#### WHAT YOU NEED TO DO:
**a.** In the abstract on antibiotic timing in pneumonia, how many emergency department visits were analyzed, and over which years?
**b.** Using the abstract on antibiotic timing in pneumonia, explain why the study compared pneumonia diagnosis rates, antibiotic use, and waiting times to see a physician before and after public reporting.
**c.** Go on with the abstract on antibiotic timing in pneumonia, starting after its last sentence.

Reporting hospitals' antibiotic timing in pneumonia: adverse consequences for patients?

Author information

  • 1Division of General Medicine, Brigham and Women's Hospital, 1620 Tremont St, BC-3-2X, Boston, MA 02120, USA.

Abstract

OBJECTIVE:

To determine whether publicly reporting hospital scores on antibiotic timing in pneumonia (percentage of patients with pneumonia receiving antibiotics within 4 hours) has led to unintended adverse consequences for patients.

STUDY DESIGN:

Retrospective analyses of 13,042 emergency department (ED) visits by adult patients with respiratory symptoms in the National Hospital Ambulatory Medical Care Survey, 2001-2005.

METHODS:

Rates of pneumonia diagnosis, antibiotic use, and waiting times to see a physician were compared before and after public reporting, using a nationally representative hospital sample. These outcomes also were compared between hospitals with different antibiotic timing scores.

#### DATASET EXCERPTS:

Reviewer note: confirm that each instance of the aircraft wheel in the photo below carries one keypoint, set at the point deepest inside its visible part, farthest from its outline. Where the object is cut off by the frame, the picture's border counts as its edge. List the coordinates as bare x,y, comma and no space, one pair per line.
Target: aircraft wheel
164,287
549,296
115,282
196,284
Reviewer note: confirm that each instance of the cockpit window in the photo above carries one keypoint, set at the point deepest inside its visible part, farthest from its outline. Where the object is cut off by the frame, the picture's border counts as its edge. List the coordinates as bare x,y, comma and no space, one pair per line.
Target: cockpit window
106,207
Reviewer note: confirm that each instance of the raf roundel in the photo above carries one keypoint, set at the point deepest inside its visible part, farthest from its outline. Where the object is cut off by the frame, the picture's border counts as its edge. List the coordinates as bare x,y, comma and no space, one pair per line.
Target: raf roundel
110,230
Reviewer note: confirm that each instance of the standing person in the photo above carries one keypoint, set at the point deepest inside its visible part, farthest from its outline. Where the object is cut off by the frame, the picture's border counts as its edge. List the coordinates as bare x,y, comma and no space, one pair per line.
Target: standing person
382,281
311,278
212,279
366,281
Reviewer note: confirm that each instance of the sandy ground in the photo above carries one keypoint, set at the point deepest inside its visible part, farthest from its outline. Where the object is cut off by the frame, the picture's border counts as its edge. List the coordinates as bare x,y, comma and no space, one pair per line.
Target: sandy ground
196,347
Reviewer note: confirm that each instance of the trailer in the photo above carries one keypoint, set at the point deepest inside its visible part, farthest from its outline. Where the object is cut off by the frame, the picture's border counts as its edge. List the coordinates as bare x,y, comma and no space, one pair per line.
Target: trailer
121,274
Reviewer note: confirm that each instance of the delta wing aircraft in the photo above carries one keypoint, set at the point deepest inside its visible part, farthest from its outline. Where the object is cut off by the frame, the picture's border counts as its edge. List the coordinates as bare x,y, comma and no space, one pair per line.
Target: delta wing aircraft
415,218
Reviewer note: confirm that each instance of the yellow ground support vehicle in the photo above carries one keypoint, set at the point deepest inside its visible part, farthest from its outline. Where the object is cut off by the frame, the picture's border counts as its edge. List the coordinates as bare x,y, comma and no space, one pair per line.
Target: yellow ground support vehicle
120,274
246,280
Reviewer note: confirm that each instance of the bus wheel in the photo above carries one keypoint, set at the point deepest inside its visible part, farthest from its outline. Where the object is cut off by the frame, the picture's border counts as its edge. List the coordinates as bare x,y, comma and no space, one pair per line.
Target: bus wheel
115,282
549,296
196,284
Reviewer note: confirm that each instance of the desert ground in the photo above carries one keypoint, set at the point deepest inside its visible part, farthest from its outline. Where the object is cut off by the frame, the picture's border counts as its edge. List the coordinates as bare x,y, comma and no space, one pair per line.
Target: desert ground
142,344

#### EXERCISE ANSWERS:
**a.** It analyzed 13,042 emergency department visits by adult patients with respiratory symptoms, from 2001 to 2005.

**b.** The study wanted to find out whether publicly reporting hospital scores on antibiotic timing in pneumonia had led to unintended adverse consequences for patients. The score is the percentage of patients with pneumonia who receive antibiotics within 4 hours.

**c.**
RESULTS:

There were no differences in rates of pneumonia diagnosis (10% vs 11% of all ED visits, P = .72) or antibiotic administration (34% vs 35%, P = .21) before and after antibiotic timing score reporting. Mean waiting times to be seen by a physician increased similarly for patients with and without respiratory symptoms (11-minute vs 6-minute increase, respectively; P = .29). After adjustment for confounders, hospitals with higher 2005 antibiotic timing scores had shorter mean waiting times for all patients, but there were no significant score-related trends for rates of pneumonia diagnosis or antibiotic use.

CONCLUSION:

Despite concerns, public reporting of hospital antibiotic timing scores has not led to increased pneumonia diagnosis, antibiotic use, or a change in patient prioritization.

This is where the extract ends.